[REQUIRED ACTION]: Continue the blog post on what is behind inflation, starting right after its last sentence.

[TEXT EXCERPT]:
Friday, December 03, 2021

What's really behind inflation?

There are plenty of opinions, some conflicting.

This may not be the most judicious take on why food and gas prices are rising, but it is a certainly part of the story. Big businesses are raising prices because they know they can. Pandemic battered consumers find no alternative but to pay up.

Business leaders are admitting that corporations are using the narrative of hyperinflation as an excuse to raise prices on you and increase profits for themselves. ... The largest corporations in America have never made more money. ... Corporations are seizing the opportunity to engage in massive profiteering because they can.
The Republican Party is there for the one class it always coddles: plutocrats.

Christopher Ingraham of  The Why Axis thinks he knows what these high profits should mean:

What it says to me is that firms have plenty of wiggle room to create better conditions for their employees — they can clearly afford the higher pay, more generous benefits and more flexible arrangements that workers are increasingly demanding.

The Washington Post's super smart (really, pay attention to her), plain-speaking business columnist Catherine Rampell believes she knows how to describe the current inflation:

The main reason price growth is up has to do with constrained supply not keeping up with booming demand. That is, the pandemic has resulted in worker shortages, supply-chain disruptions and other bottlenecks in the United States and abroad. These problems are happening at the exact same time that cooped-up consumers are eager to buy even more stuff than they did pre-pandemic.

(Stored entries)
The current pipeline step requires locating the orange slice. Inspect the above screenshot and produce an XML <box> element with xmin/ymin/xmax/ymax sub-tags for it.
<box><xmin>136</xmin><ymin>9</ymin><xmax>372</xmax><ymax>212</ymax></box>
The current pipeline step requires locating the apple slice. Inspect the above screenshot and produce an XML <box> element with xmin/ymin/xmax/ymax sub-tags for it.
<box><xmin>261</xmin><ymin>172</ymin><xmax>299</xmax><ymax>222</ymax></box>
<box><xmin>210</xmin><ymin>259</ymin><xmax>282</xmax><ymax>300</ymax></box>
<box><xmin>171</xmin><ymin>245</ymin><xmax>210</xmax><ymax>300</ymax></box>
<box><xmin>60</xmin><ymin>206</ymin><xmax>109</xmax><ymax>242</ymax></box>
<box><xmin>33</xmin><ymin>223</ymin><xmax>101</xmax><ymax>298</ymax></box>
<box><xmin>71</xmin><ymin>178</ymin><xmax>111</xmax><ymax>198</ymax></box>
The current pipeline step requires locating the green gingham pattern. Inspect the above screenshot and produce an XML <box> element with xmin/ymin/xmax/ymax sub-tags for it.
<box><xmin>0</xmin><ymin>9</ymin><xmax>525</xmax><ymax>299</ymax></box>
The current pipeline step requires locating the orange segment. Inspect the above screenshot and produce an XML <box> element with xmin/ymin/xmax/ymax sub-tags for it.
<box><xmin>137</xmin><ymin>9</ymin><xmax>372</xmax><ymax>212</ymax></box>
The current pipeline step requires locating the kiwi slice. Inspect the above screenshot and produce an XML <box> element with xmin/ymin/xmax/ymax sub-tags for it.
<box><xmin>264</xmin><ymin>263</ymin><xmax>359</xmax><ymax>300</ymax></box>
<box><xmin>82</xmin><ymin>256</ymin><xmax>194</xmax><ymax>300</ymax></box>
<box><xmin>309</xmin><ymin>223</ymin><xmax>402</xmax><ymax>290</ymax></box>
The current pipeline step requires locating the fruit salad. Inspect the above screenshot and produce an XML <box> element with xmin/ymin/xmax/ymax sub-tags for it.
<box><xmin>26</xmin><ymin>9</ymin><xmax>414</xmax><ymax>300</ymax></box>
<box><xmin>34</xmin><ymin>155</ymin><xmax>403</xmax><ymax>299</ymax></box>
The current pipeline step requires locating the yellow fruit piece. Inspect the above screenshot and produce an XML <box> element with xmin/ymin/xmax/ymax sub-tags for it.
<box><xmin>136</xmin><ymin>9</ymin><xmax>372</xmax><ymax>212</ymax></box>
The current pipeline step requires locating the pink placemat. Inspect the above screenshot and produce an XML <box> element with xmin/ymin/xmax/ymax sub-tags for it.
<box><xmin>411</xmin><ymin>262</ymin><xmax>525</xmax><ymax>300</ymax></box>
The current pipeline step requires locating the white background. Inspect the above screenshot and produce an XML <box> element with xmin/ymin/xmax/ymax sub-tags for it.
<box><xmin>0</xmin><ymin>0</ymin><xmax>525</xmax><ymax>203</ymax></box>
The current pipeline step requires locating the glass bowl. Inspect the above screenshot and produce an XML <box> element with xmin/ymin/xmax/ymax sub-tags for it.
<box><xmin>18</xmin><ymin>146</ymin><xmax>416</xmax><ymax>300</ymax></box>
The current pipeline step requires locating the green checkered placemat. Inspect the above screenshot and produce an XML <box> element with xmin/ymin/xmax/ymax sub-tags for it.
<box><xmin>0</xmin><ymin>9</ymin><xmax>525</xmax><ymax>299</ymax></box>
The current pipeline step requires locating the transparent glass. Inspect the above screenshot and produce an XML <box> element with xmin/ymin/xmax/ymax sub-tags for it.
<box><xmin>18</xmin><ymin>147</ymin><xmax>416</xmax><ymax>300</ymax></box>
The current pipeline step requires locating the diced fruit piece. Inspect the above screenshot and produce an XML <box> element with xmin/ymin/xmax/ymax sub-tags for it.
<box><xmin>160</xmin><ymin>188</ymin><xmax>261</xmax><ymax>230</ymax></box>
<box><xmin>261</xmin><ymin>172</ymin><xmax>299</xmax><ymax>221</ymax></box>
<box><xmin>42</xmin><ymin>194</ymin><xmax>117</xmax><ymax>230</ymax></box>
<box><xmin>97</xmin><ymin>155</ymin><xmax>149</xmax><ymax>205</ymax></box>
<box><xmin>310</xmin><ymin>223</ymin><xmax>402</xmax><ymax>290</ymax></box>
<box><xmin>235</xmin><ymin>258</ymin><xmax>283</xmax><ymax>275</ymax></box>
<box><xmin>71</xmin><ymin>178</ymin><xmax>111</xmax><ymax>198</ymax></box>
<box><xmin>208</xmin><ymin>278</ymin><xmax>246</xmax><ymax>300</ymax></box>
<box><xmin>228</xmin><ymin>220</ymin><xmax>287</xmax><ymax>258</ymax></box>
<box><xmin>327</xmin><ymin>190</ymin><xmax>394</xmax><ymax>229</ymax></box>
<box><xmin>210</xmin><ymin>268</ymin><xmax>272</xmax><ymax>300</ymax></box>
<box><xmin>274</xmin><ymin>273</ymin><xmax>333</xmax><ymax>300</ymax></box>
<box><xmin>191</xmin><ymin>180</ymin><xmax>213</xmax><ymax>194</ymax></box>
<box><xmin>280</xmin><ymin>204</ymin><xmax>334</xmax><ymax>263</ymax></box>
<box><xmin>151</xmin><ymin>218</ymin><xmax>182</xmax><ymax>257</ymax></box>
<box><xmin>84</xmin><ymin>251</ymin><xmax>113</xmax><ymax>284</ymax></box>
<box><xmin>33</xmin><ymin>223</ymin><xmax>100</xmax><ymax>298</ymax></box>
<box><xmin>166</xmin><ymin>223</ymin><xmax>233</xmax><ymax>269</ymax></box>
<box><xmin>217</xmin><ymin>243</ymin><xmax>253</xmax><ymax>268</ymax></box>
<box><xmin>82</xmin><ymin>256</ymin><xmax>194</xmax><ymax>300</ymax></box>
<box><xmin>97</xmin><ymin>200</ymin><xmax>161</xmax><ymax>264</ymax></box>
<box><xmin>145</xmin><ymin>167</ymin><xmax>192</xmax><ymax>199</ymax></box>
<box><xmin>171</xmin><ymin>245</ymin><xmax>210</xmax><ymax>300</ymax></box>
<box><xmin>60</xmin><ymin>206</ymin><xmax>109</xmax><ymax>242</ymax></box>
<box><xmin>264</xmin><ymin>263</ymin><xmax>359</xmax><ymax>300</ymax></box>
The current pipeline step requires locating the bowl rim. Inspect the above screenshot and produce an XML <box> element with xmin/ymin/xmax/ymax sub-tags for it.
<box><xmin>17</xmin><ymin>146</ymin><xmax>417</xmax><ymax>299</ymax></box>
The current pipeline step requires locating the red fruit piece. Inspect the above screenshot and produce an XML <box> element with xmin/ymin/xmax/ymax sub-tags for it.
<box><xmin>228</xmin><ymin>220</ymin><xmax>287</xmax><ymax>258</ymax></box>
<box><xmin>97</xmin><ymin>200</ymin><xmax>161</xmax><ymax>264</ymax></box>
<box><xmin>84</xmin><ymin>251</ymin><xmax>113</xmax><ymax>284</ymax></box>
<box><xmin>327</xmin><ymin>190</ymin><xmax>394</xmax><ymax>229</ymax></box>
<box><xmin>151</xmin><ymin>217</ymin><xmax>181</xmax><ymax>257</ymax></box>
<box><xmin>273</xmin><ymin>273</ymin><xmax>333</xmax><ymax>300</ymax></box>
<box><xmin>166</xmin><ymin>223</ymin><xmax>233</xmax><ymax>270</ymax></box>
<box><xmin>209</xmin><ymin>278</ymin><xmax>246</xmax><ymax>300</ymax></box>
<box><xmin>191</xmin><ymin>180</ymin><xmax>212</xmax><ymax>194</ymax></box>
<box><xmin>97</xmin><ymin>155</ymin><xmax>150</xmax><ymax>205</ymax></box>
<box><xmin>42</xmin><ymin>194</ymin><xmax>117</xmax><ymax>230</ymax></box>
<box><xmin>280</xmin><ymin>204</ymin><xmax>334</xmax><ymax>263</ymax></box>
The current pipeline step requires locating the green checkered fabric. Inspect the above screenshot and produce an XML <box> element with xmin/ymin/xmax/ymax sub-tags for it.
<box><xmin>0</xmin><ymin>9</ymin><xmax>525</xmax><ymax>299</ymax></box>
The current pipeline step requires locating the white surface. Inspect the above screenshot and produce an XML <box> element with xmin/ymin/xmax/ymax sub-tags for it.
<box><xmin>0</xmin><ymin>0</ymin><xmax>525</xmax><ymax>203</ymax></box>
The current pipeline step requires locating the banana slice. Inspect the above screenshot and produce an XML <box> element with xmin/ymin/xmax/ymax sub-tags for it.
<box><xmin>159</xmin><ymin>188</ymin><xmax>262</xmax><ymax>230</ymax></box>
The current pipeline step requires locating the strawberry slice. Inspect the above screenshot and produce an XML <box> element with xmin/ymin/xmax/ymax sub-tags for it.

[RESPONSE]:
... Arguably, recent U.S. fiscal policy may have exacerbated this dynamic: Biden and the Democrats enacted stimulus payments and other government transfers earlier this year, which gave consumers more cash to spend. Now consumers are spending that cash.  
...Aside from some vague rhetoric about Democrats’ “big spending” habits, though, those checks are not really what Republican politicians are criticizing Biden for. Perhaps with good reason: The spring stimulus checks were extremely popular, including among Republican voters. ...  So they’re peddling “war on Halloween” hokum instead.
The chair of the Republican National Senatorial Committee (the fundraising arm of GOPer campaigns) Florida Senator Rick Scott announced to the Wall Street Journal: "This is a gold mine for us." 

You can always be sure -- the current Republican Party doesn't care who gets hurt, as long as they hold power.